**What is being asked**
All of the entries must be reproduced exactly, with no images carried over.

**Material shown**

§ §

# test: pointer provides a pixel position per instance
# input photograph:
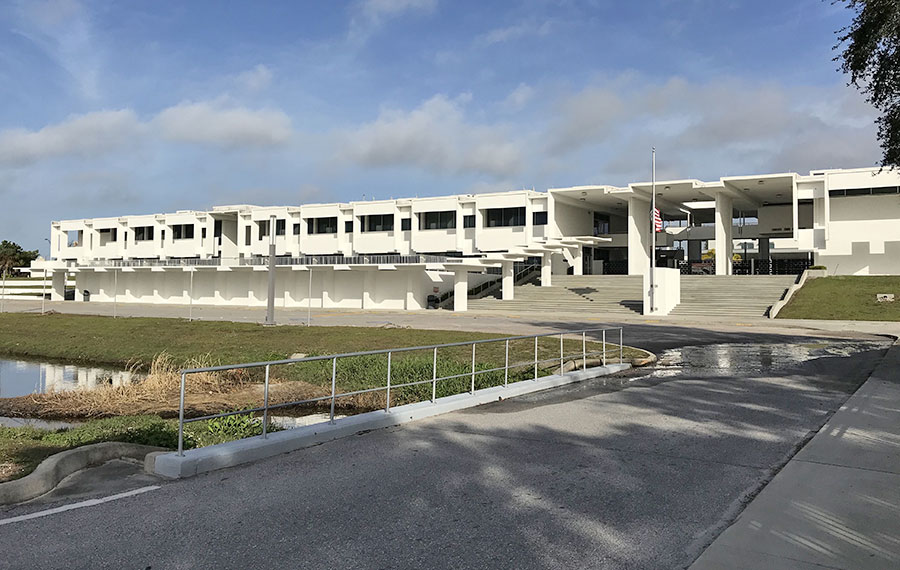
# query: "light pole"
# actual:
(270, 301)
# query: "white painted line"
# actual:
(88, 503)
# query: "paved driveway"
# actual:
(637, 471)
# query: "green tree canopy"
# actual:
(871, 57)
(12, 255)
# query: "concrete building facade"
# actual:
(394, 254)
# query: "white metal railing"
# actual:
(433, 380)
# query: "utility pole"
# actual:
(653, 230)
(270, 300)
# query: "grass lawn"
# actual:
(845, 298)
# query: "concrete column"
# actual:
(327, 288)
(724, 240)
(508, 282)
(368, 286)
(578, 261)
(638, 236)
(58, 286)
(694, 250)
(413, 282)
(546, 269)
(460, 290)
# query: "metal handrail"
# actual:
(387, 388)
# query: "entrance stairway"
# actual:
(730, 295)
(596, 294)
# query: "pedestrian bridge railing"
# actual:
(571, 346)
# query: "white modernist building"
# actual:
(394, 254)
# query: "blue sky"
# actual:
(115, 108)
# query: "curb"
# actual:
(60, 465)
(232, 453)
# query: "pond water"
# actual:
(23, 377)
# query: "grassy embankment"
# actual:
(160, 347)
(845, 298)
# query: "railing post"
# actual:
(181, 418)
(434, 377)
(266, 404)
(333, 382)
(506, 367)
(561, 371)
(603, 360)
(473, 369)
(621, 349)
(387, 405)
(583, 350)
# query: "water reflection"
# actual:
(21, 377)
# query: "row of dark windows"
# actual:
(880, 191)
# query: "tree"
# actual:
(12, 255)
(871, 57)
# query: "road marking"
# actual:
(88, 503)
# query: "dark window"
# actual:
(378, 223)
(143, 233)
(504, 217)
(437, 220)
(183, 231)
(321, 225)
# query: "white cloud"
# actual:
(434, 136)
(212, 123)
(256, 79)
(514, 32)
(88, 135)
(369, 15)
(518, 97)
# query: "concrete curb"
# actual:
(59, 466)
(205, 459)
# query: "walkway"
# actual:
(837, 503)
(641, 471)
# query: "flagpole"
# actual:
(653, 231)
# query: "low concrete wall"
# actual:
(196, 461)
(59, 466)
(807, 274)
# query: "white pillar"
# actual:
(638, 236)
(368, 286)
(460, 290)
(508, 282)
(546, 269)
(724, 241)
(58, 286)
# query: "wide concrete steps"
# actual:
(748, 296)
(599, 294)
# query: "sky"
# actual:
(116, 108)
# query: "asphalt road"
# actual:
(637, 471)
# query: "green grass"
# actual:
(845, 298)
(80, 339)
(23, 448)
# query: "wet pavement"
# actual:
(637, 471)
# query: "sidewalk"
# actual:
(836, 504)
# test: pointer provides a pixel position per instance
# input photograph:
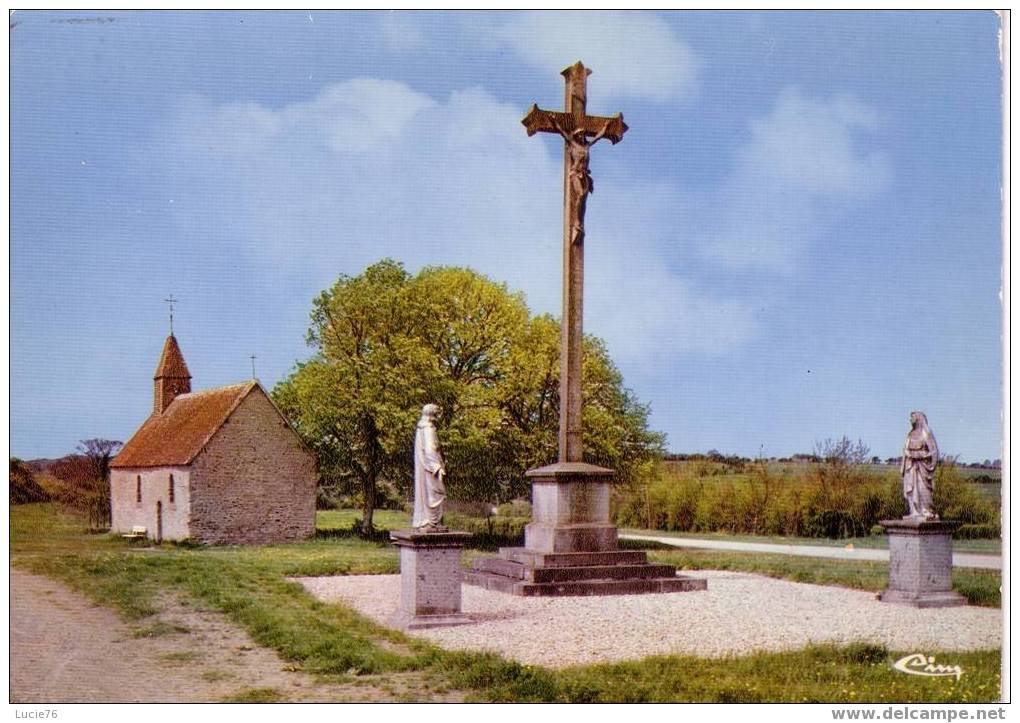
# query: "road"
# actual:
(984, 562)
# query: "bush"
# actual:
(837, 497)
(23, 486)
(970, 531)
(955, 499)
(489, 531)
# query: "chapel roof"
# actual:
(171, 361)
(175, 437)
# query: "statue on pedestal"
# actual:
(920, 455)
(428, 473)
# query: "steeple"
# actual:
(171, 377)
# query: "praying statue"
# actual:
(920, 455)
(428, 472)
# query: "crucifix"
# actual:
(171, 301)
(579, 133)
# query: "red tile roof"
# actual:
(171, 361)
(175, 436)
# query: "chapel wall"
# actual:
(255, 480)
(128, 511)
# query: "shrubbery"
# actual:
(492, 531)
(838, 498)
(23, 487)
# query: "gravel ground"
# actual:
(738, 614)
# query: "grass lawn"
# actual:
(247, 583)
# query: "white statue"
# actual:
(428, 472)
(920, 455)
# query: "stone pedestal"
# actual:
(570, 509)
(570, 545)
(429, 578)
(921, 563)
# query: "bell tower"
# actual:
(171, 377)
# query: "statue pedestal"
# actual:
(921, 563)
(429, 578)
(570, 545)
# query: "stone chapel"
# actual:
(221, 465)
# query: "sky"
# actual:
(798, 239)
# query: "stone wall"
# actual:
(128, 512)
(254, 481)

§ §

**Right answer**
# test: pointer provides a pixel position per instance
# input photograph:
# query: "light pole"
# actual:
(270, 301)
# query: "white painted line"
# actual:
(88, 503)
# query: "paved driveway"
# actual:
(637, 471)
# query: "green tree canopy"
# actual:
(871, 57)
(12, 255)
# query: "concrete building facade"
# actual:
(394, 254)
# query: "white metal railing"
# actual:
(433, 380)
# query: "utility pole"
# actual:
(653, 230)
(270, 300)
# query: "grass lawn"
# actual:
(845, 298)
# query: "concrete column"
# actual:
(327, 288)
(724, 240)
(508, 282)
(368, 286)
(578, 261)
(638, 236)
(58, 286)
(694, 250)
(413, 282)
(546, 269)
(460, 290)
# query: "metal handrail"
# actual:
(387, 388)
# query: "entrance stairway"
# actual:
(730, 295)
(596, 294)
# query: "pedestrian bridge railing"
# actual:
(571, 346)
# query: "white modernist building"
# actual:
(394, 254)
# query: "blue sky"
# actual:
(115, 108)
# query: "curb"
# actual:
(60, 465)
(232, 453)
# query: "pond water"
# actual:
(23, 377)
# query: "grassy embankment"
# actual:
(160, 347)
(845, 298)
# query: "railing post"
# actual:
(181, 418)
(434, 377)
(266, 404)
(333, 382)
(506, 367)
(561, 371)
(603, 360)
(473, 369)
(621, 349)
(387, 405)
(583, 350)
# query: "water reflection"
# actual:
(21, 377)
# query: "row of dark windows"
# actual:
(880, 191)
# query: "tree"
# actual:
(12, 255)
(871, 57)
# query: "road marking"
# actual:
(88, 503)
# query: "dark window"
# actual:
(378, 223)
(143, 233)
(504, 217)
(437, 220)
(183, 231)
(321, 225)
# query: "white cloud"
# actual:
(434, 136)
(212, 123)
(256, 79)
(514, 32)
(88, 135)
(369, 15)
(518, 97)
# query: "concrete curb"
# actual:
(59, 466)
(205, 459)
# query: "walkway"
# actual:
(837, 503)
(641, 471)
# query: "flagpole"
# actual:
(653, 231)
# query: "low concrete wall"
# actual:
(196, 461)
(59, 466)
(807, 274)
# query: "white pillar"
# actual:
(638, 236)
(368, 286)
(460, 290)
(508, 282)
(546, 269)
(724, 241)
(58, 286)
# query: "wide concrete steps"
# actual:
(748, 296)
(599, 294)
# query: "sky"
# actual:
(116, 108)
# query: "asphalt road"
# actual:
(637, 471)
# query: "green grass"
# actual:
(845, 298)
(80, 339)
(23, 448)
# query: "wet pavement"
# actual:
(637, 471)
# query: "sidewalk"
# actual:
(836, 504)
# test: pointer provides a pixel position per instance
# input photograph:
# query: "road"
# actual:
(984, 562)
# query: "bush"
# actual:
(837, 497)
(23, 486)
(970, 531)
(955, 499)
(489, 531)
# query: "chapel roof"
# actual:
(171, 361)
(175, 437)
# query: "statue on pedestal"
# actual:
(920, 455)
(428, 473)
# query: "steeple"
# actual:
(171, 377)
# query: "praying statue"
# actual:
(920, 455)
(428, 472)
# query: "crucifix"
# actual:
(171, 301)
(579, 133)
# query: "red tile roof"
# actual:
(171, 361)
(175, 436)
# query: "chapel wall"
# actual:
(255, 480)
(128, 511)
# query: "shrubbery"
# actual:
(492, 531)
(838, 498)
(23, 487)
# query: "gravel ground"
# actual:
(738, 614)
# query: "grass lawn"
# actual:
(247, 583)
# query: "white statue"
# actual:
(428, 472)
(920, 455)
# query: "stone pedestal"
# actual:
(570, 509)
(570, 545)
(429, 578)
(921, 563)
# query: "bell tower"
# actual:
(171, 377)
# query: "statue pedestal"
# actual:
(921, 563)
(429, 578)
(570, 545)
# query: "stone chapel"
# actual:
(221, 465)
# query: "sky"
# actual:
(798, 239)
# query: "stone wall"
# actual:
(128, 512)
(254, 481)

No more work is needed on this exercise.